Write out the data below as a numbered list, skipping any blank lines and leaving out the pictures.

-- BEGIN Record extracts --

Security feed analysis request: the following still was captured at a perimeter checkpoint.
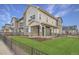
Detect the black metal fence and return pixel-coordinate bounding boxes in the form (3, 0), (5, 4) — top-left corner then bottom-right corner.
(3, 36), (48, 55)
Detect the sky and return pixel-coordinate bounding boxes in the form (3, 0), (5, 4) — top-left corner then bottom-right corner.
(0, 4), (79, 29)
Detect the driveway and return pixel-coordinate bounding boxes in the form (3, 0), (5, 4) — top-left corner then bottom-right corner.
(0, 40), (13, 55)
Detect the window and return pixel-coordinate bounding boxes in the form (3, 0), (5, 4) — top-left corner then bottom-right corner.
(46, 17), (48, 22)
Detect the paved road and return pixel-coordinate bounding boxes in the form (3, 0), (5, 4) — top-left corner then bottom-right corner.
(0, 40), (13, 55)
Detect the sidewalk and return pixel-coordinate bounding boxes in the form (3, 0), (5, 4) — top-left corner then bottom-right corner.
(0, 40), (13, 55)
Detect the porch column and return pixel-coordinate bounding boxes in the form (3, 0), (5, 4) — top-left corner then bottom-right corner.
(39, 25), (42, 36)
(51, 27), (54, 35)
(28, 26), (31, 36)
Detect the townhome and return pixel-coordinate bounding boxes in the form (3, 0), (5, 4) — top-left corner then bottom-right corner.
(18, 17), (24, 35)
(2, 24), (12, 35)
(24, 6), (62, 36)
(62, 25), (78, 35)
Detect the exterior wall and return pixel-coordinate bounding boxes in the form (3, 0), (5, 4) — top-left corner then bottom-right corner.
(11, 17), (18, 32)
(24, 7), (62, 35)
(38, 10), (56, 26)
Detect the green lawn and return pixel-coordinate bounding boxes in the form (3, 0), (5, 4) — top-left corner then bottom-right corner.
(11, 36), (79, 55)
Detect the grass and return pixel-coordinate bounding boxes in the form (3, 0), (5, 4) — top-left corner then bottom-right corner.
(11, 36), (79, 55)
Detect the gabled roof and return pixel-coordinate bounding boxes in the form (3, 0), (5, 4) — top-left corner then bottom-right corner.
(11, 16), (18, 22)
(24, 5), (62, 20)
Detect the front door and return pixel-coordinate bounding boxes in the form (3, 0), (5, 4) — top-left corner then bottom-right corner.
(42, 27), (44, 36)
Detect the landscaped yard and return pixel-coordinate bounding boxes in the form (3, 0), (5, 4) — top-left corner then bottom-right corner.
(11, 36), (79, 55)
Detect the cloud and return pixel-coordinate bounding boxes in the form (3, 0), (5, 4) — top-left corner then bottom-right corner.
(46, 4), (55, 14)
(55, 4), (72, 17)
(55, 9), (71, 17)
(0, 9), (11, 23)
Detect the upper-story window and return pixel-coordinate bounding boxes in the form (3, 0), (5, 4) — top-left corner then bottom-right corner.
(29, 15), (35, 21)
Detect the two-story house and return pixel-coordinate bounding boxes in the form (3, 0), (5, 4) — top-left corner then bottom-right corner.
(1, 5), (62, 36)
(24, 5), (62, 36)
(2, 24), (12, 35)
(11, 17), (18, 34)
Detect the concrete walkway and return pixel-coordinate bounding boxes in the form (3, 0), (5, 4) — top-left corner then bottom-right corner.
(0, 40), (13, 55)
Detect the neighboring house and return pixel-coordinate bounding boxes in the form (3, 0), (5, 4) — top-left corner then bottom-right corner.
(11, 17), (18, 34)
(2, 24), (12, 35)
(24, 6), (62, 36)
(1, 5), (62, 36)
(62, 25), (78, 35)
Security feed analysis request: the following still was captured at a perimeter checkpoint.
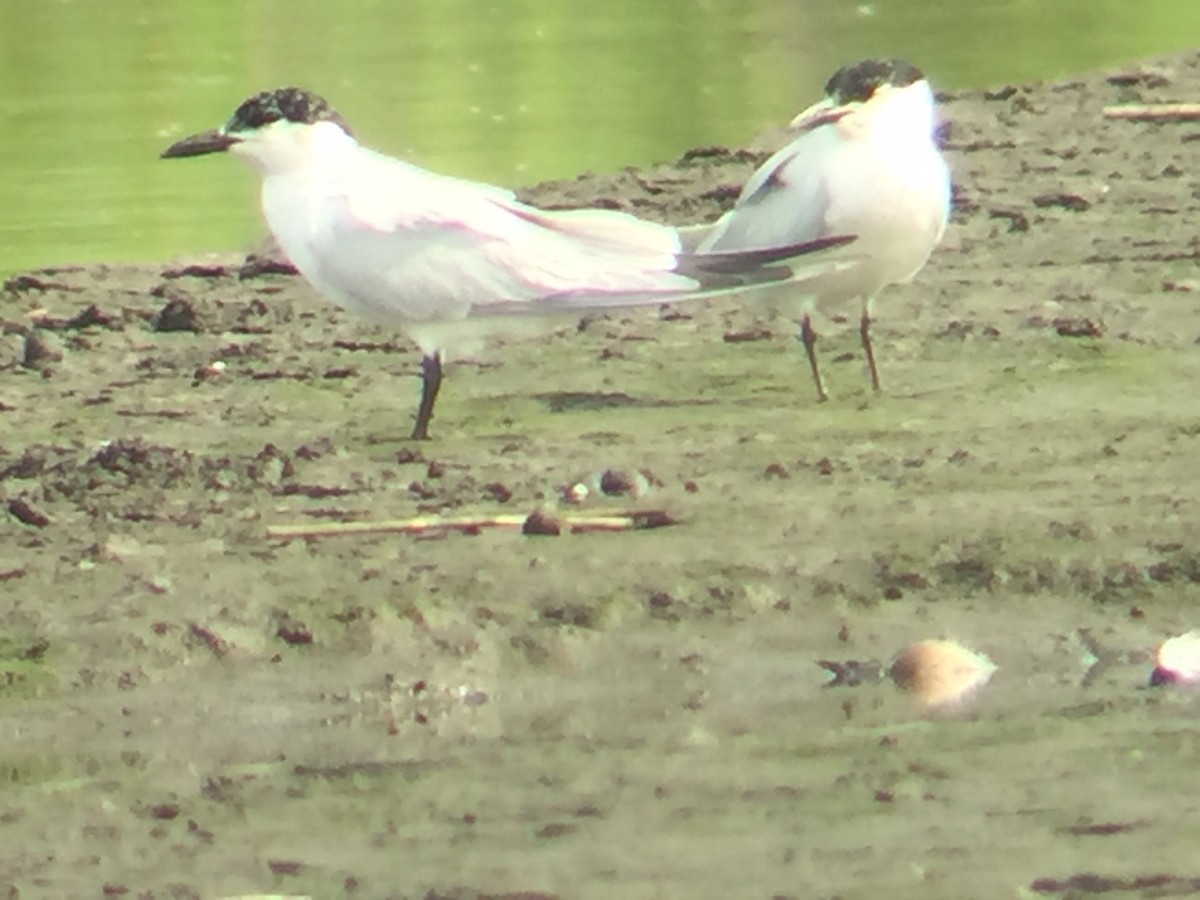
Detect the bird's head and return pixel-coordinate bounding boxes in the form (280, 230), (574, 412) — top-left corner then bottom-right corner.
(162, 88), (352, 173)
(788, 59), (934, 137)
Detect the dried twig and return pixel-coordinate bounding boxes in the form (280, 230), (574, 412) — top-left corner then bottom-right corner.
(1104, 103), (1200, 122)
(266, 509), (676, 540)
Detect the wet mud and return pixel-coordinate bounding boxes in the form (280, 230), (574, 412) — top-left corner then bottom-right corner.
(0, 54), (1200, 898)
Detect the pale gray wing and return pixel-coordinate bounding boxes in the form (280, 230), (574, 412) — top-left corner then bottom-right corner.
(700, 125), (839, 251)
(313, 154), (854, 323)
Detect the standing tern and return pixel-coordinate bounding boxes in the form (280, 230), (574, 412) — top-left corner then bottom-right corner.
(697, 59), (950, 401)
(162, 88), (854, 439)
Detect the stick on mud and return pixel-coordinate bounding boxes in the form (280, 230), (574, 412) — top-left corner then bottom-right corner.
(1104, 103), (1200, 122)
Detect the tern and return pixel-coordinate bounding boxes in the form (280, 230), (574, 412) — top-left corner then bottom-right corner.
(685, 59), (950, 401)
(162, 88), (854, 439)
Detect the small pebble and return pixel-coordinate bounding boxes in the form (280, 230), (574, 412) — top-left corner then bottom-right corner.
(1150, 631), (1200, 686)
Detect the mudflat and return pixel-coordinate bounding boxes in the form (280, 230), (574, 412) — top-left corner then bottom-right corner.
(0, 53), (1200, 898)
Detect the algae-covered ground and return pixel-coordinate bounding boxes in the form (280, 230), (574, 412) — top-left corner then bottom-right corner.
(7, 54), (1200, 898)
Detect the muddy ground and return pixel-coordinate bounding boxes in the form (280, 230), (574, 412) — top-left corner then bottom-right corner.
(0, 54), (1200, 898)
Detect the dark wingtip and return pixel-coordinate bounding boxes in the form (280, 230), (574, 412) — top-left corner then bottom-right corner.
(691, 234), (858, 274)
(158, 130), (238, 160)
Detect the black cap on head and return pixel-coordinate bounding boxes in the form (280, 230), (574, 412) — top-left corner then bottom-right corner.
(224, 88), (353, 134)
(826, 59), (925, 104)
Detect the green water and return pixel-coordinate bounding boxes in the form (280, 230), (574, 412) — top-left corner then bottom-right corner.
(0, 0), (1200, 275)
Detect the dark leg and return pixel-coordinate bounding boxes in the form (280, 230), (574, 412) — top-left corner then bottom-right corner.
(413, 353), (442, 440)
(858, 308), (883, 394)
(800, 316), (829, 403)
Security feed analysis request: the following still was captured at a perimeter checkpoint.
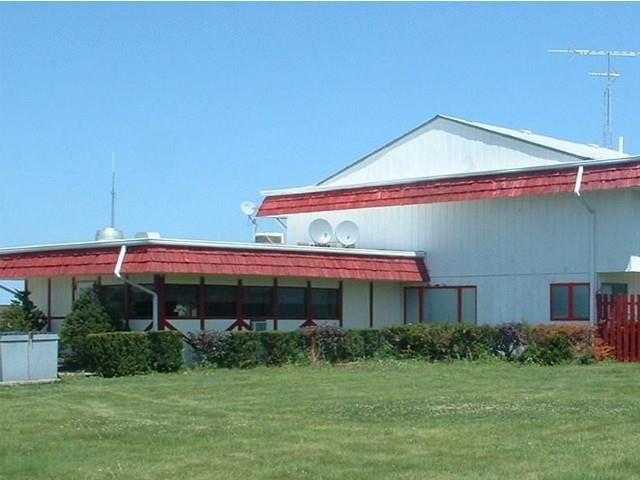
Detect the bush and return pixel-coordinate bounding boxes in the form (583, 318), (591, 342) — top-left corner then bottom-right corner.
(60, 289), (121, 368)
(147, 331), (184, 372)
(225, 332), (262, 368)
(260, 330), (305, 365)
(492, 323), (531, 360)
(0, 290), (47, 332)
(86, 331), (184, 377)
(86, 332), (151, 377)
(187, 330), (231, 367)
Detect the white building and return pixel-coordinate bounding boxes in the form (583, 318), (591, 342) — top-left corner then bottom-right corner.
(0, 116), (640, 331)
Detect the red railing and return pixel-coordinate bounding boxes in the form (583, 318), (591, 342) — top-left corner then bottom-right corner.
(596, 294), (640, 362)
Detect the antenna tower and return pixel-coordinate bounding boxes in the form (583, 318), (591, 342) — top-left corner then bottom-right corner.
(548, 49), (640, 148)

-- END Record extracts --

Exercise answer —
1. Security feed analysis request: the following still was captured at a perimeter checkpoint.
2. Detect the black metal fence and return pixel-coordinate bounding boxes in the form (3, 0), (5, 4) — top-left corner then bottom-right corner.
3. (3, 36), (48, 55)
4. Detect the sky and return pixel-coordinate bounding boxes in the form (3, 0), (5, 4) — top-left corner then bottom-right corner.
5. (0, 4), (79, 29)
6. Detect the driveway and return pixel-coordinate bounding boxes in the form (3, 0), (5, 4) — top-left corner then bottom-right corner.
7. (0, 40), (13, 55)
8. Detect the window and return pixel-coordinate bounding boxes in the form (3, 0), (5, 4) — top-left corner then bottom-right corner.
9. (46, 17), (48, 22)
10. Detect the paved road and return pixel-coordinate bounding boxes in the form (3, 0), (5, 4) — top-left corner then bottom-right corner.
11. (0, 40), (13, 55)
12. Detect the sidewalk and return pixel-coordinate bounding boxes in the form (3, 0), (5, 4) — top-left corner then bottom-right corner.
13. (0, 40), (13, 55)
14. Detect the porch column and return pixel-coordinate bounding boxes in the form (3, 0), (5, 4) — top-left corner then bottom-right corner.
15. (39, 25), (42, 36)
16. (51, 27), (54, 35)
17. (28, 26), (31, 36)
18. Detect the townhome and return pixel-coordinate bounding boxes in the form (3, 0), (5, 4) — top-left corner then bottom-right corner.
19. (18, 17), (24, 35)
20. (2, 24), (12, 35)
21. (24, 6), (62, 36)
22. (62, 25), (78, 35)
23. Detect the exterior wall and return pixel-coordinate bounding boxes in the form (3, 0), (5, 4) — top-left corner then bottom-right corner.
24. (11, 17), (18, 32)
25. (24, 7), (62, 35)
26. (38, 10), (56, 26)
27. Detect the green lawn and return pixel-coordinate bounding boxes in the form (3, 0), (5, 4) — top-left corner then bottom-right corner.
28. (11, 36), (79, 55)
29. Detect the grass and return pixel-coordinate bounding boxes in the form (3, 0), (5, 4) — top-left corner then bottom-right corner.
30. (11, 36), (79, 55)
31. Detect the gabled roof and return pixel-coordinate bounding boxes in the form (3, 0), (5, 4) — top-left corner then bottom-right corner.
32. (11, 16), (18, 22)
33. (24, 5), (62, 20)
34. Detect the front door and return pixel-coordinate bounding boxes in the form (3, 0), (5, 4) — top-left corner then bottom-right corner.
35. (42, 27), (44, 36)
36. Detect the landscaped yard and return pixel-coordinate bounding boxes in the form (3, 0), (5, 4) — top-left corner then bottom-right corner.
37. (11, 36), (79, 55)
38. Detect the cloud and return pixel-coordinate bounding boxes in the form (3, 0), (5, 4) — top-left corner then bottom-right corner.
39. (46, 4), (55, 14)
40. (55, 4), (72, 17)
41. (55, 9), (71, 17)
42. (0, 9), (11, 23)
43. Detect the upper-story window and return pixel-coordinate bounding boxes in the form (3, 0), (5, 4) — top-left corner then bottom-right corner.
44. (29, 15), (35, 21)
45. Detect the two-story house and return pixel-coordinate bounding boxes in the form (3, 0), (5, 4) — top-left corner then bottom-right corner.
46. (1, 5), (62, 36)
47. (24, 5), (62, 36)
48. (2, 24), (12, 35)
49. (11, 17), (18, 34)
50. Detect the concrete walkway and return pixel-coordinate bounding boxes in the form (3, 0), (5, 4) — top-left corner then bottom-right corner.
51. (0, 40), (13, 55)
52. Detect the neighboring house and return pixel-coordinate bounding boxes in the form (3, 0), (5, 4) — top-left corner then bottom-right corner.
53. (11, 17), (18, 34)
54. (2, 24), (12, 35)
55. (24, 6), (62, 36)
56. (1, 5), (62, 36)
57. (62, 25), (78, 35)
58. Security feed analysis request: the following still was captured at a perimeter checkpoint.
59. Detect the bird's head and return pixel-coordinate bounding boxes in the form (280, 230), (574, 412) — top-left corner then bottom-right corner.
60. (162, 88), (352, 173)
61. (788, 59), (934, 137)
62. Detect the dried twig and return pixel-coordinate bounding boxes in the form (280, 230), (574, 412) — top-left corner then bottom-right corner.
63. (1104, 103), (1200, 122)
64. (266, 509), (676, 540)
65. Detect the wet mud and return pixel-coordinate bounding boxes in the form (280, 230), (574, 412) — top-left corner then bottom-right corner.
66. (0, 54), (1200, 898)
67. Detect the pale gray wing and return pixel-coordinate bounding boxes in the form (280, 230), (574, 412) — top-left corner then bottom-right corner.
68. (700, 125), (839, 251)
69. (313, 154), (854, 323)
70. Detect the standing tern and return pixel-coordinate bounding boxes in the form (280, 230), (574, 412) — top-left corner then bottom-right corner.
71. (697, 59), (950, 401)
72. (162, 88), (854, 439)
73. Detect the stick on mud and return pixel-coordinate bounding boxes in the form (280, 230), (574, 412) — top-left corner then bottom-right corner.
74. (1104, 103), (1200, 122)
75. Detect the tern and return pixel-coordinate bounding boxes in the form (280, 230), (574, 412) — top-left corner then bottom-right corner.
76. (685, 59), (950, 401)
77. (162, 88), (854, 439)
78. Detect the small pebble and return pixel-coordinate bounding boxes in the form (280, 230), (574, 412) — top-left corner then bottom-right corner.
79. (1150, 631), (1200, 686)
80. Detect the mudflat and return pixel-coordinate bounding boxes in the form (280, 230), (574, 412) — top-left corner then bottom-right corner.
81. (0, 53), (1200, 898)
82. Detect the algae-covered ground and return pixel-coordinate bounding boxes in the form (280, 230), (574, 412) — top-left corner then bottom-right corner.
83. (7, 54), (1200, 898)
84. Detect the muddy ground and return pixel-coordinate bounding boxes in the form (280, 230), (574, 412) — top-left corner then bottom-right corner.
85. (0, 54), (1200, 898)
86. Detect the dark wingtip and return pixel-coordinate bounding boxes in the form (280, 230), (574, 412) — top-left corner then bottom-right corner.
87. (691, 234), (858, 274)
88. (158, 130), (238, 160)
89. Detect the black cap on head and return pixel-coordinate bounding boxes in the form (280, 230), (574, 412) — top-left corner then bottom-right corner.
90. (224, 88), (353, 134)
91. (826, 59), (925, 104)
92. Detect the green water and return pixel-coordinate bounding boxes in the form (280, 230), (574, 412) — top-left corner then bottom-right corner.
93. (0, 0), (1200, 275)
94. Detect the dark leg and return pixel-coordinate bounding boxes in the form (280, 230), (574, 412) — top-left corner then bottom-right corner.
95. (413, 353), (442, 440)
96. (858, 308), (883, 394)
97. (800, 316), (829, 403)
98. Security feed analysis request: the following still was captured at a perimeter checkpoint.
99. Detect the bush and return pixel-coordinate bounding boxes in the form (583, 318), (591, 342) — top-left corner then bottom-right corner.
100. (60, 289), (121, 368)
101. (147, 331), (184, 372)
102. (225, 332), (262, 368)
103. (260, 330), (305, 365)
104. (492, 323), (531, 360)
105. (0, 290), (47, 332)
106. (86, 331), (184, 377)
107. (86, 332), (151, 377)
108. (187, 330), (231, 367)
109. Detect the white building and return pixel-coordinate bounding boxes in the form (583, 318), (591, 342) — top-left corner then bottom-right corner.
110. (0, 116), (640, 331)
111. Detect the red railing and return pixel-coordinate bounding boxes in the form (583, 318), (591, 342) — top-left corner then bottom-right corner.
112. (596, 294), (640, 362)
113. Detect the antenna tower and return pixel-coordinate bounding boxes in the form (583, 318), (591, 342) — top-left corner then bottom-right corner.
114. (548, 49), (640, 148)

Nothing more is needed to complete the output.